### Page text
=====
PARIS, France, September 7, 2020/ — Aqsa Dajani (alias for confidentiality) just finished listening to a radio session on literacy in her home compound at Yola South, Adamawa State of Nigeria; she is a beneficiary of the second-change education activity organized by the EU-UN Spotlight Initiative: Eliminating Violence against Women and Girls. The rape experience of her elder sister left a crushing influence on Aqsa, leaving her to believe that women neither have rights nor access to instruments to protect those rights.
“Sincerely, listening to this radio program plays a vital role especially to us – women and girls who stay at home idly. [Thanks to this programme,] I was able to read and write and also [sic] it educates me to know my rights as a woman which I did not know before.” Aqsa Dajani
This programme is developed under the Spotlight Initiative to provide accelerated second-chance education opportunities to out-of-school girls and young children facing intersectional marginalization. Many of those targeted for the programme are either ostracized or are on the margins of society because they are either living with HIV/AIDS, or are victims of early and unintended pregnancy, child marriage, gender-based violence or are classified as rural poor. This programme gives them an opportunity to be reintegrated into mainstream formal education.
“Upholding the vision to empower vulnerable children, youth and women through education and capacity building, GESA is assigned by UNESCO to provide accelerated second-chance education for women and girls in the ‘5+1’ focus states (Adamawa, Cross River, Ebonyi, Lagos, Sokoto and Federal Capital Territory)”, explained by Cynthia Evans, the National Coordinator of GESA.
According to UNESCO Institute for Statistics, in 2018 the literacy rate of females aged 15 and above in Nigeria was only 52.65%, which was about 18.6% below the literacy rate for male aged 15 and above. Even though primary education is officially free and compulsory, about 10.5 million of the country’s children aged 5-14 years are not in school, disproportionately affecting more girls than boys, (UNICEF, 2018). “This deprivation of education rights is severer among the women and girls who were married before their 18-year birthday. I was heartbroken and felt the necessity and urgency of GESA’s work while seeing the statistics reported by the National Demographic and Health Survey 2018 (82% of women and girls who were married before the age of 18 had no education). Thank God, the Spotlight Initiative came in timely.”
=====
### Required tasks
- 1) According to the Spotlight Initiative article, what was the literacy rate in 2018 for females aged 15 and above in Nigeria?
- 2) Return everything in the Spotlight Initiative article from "PARIS, France, September" down to "protect those rights.", word for word.

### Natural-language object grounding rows
=====
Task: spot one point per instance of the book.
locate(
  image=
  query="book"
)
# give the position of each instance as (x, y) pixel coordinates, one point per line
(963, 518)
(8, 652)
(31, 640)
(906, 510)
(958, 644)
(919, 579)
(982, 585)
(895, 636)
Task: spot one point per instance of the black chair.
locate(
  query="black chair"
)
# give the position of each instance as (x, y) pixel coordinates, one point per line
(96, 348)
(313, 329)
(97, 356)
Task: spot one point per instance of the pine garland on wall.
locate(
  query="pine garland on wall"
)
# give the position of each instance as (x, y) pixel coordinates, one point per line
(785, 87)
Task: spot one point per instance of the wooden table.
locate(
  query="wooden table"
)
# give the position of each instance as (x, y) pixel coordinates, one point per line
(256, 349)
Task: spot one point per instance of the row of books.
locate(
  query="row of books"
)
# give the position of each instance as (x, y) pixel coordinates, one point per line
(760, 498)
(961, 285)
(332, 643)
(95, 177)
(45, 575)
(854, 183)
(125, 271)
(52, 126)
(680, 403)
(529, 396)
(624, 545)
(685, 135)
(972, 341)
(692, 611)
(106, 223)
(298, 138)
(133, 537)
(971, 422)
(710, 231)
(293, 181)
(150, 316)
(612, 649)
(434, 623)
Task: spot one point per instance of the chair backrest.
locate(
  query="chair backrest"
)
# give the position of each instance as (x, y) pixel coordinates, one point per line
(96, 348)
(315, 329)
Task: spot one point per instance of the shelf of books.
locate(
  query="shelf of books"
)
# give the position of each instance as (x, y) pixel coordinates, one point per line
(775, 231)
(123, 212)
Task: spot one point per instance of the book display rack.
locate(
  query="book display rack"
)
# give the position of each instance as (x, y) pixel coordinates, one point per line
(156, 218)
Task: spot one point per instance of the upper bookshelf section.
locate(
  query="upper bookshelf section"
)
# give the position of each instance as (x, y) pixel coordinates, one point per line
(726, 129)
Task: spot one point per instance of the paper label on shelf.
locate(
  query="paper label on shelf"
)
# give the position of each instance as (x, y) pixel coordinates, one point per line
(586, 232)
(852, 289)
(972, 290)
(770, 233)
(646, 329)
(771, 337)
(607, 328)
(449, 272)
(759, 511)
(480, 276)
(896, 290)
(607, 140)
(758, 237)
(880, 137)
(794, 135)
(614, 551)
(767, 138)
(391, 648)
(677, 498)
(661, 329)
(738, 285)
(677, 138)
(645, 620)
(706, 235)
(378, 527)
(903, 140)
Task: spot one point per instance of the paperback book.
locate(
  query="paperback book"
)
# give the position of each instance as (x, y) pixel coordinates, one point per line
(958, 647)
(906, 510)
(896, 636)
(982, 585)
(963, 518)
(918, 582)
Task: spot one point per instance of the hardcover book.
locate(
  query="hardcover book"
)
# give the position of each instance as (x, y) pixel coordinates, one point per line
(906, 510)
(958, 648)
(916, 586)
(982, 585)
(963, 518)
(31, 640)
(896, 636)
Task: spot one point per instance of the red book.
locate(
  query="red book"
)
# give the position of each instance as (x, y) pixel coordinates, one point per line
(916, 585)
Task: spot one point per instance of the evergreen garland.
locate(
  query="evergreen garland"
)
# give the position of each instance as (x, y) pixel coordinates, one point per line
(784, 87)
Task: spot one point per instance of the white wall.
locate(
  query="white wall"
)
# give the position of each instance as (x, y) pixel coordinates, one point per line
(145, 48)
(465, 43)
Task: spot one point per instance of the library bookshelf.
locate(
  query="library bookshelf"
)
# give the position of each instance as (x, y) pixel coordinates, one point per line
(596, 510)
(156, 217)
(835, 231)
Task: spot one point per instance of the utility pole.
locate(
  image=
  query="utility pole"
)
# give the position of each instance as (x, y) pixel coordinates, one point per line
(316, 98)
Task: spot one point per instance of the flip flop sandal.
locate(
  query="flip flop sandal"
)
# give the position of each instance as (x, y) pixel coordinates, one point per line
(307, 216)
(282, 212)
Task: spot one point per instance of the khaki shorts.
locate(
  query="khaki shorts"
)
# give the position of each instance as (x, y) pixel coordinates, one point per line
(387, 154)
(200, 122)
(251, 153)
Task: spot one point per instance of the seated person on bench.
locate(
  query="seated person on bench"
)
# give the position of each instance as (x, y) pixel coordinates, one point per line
=====
### List of solutions
- 1) 52.65%

- 2)
PARIS, France, September 7, 2020/ — Aqsa Dajani (alias for confidentiality) just finished listening to a radio session on literacy in her home compound at Yola South, Adamawa State of Nigeria; she is a beneficiary of the second-change education activity organized by the EU-UN Spotlight Initiative: Eliminating Violence against Women and Girls. The rape experience of her elder sister left a crushing influence on Aqsa, leaving her to believe that women neither have rights nor access to instruments to protect those rights.